TASK TO CARRY OUT
Rewrite the listing, beginning at the line that has "The scan below contains the bare" and stopping after the line that has "[0,298,360,421]". Reproduce every line in that span, shift each bounding-box coordinate in the answers up by 7, and leave the picture out.

* begin LISTED ENTRIES *

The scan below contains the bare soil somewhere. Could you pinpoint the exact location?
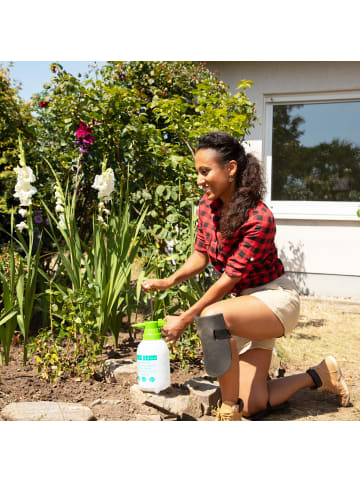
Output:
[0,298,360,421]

* end LISTED ENTRIES *
* begin LISTED ENTRIES *

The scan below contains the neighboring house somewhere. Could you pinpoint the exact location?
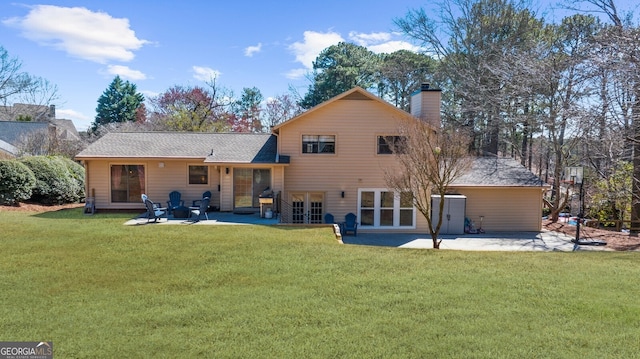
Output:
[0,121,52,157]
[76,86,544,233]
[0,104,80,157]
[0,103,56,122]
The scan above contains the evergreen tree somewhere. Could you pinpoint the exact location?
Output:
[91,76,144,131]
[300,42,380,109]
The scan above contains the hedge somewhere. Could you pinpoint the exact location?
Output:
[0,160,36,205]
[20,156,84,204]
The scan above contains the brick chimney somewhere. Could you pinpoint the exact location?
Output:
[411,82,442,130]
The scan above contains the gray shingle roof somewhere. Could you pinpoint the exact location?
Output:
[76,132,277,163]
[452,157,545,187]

* end LISTED ENTRIES *

EXERCISE RESPONSE
The scan below contains the bare soil somewhere. Could you pinpoint the exact location?
Output:
[7,305,367,428]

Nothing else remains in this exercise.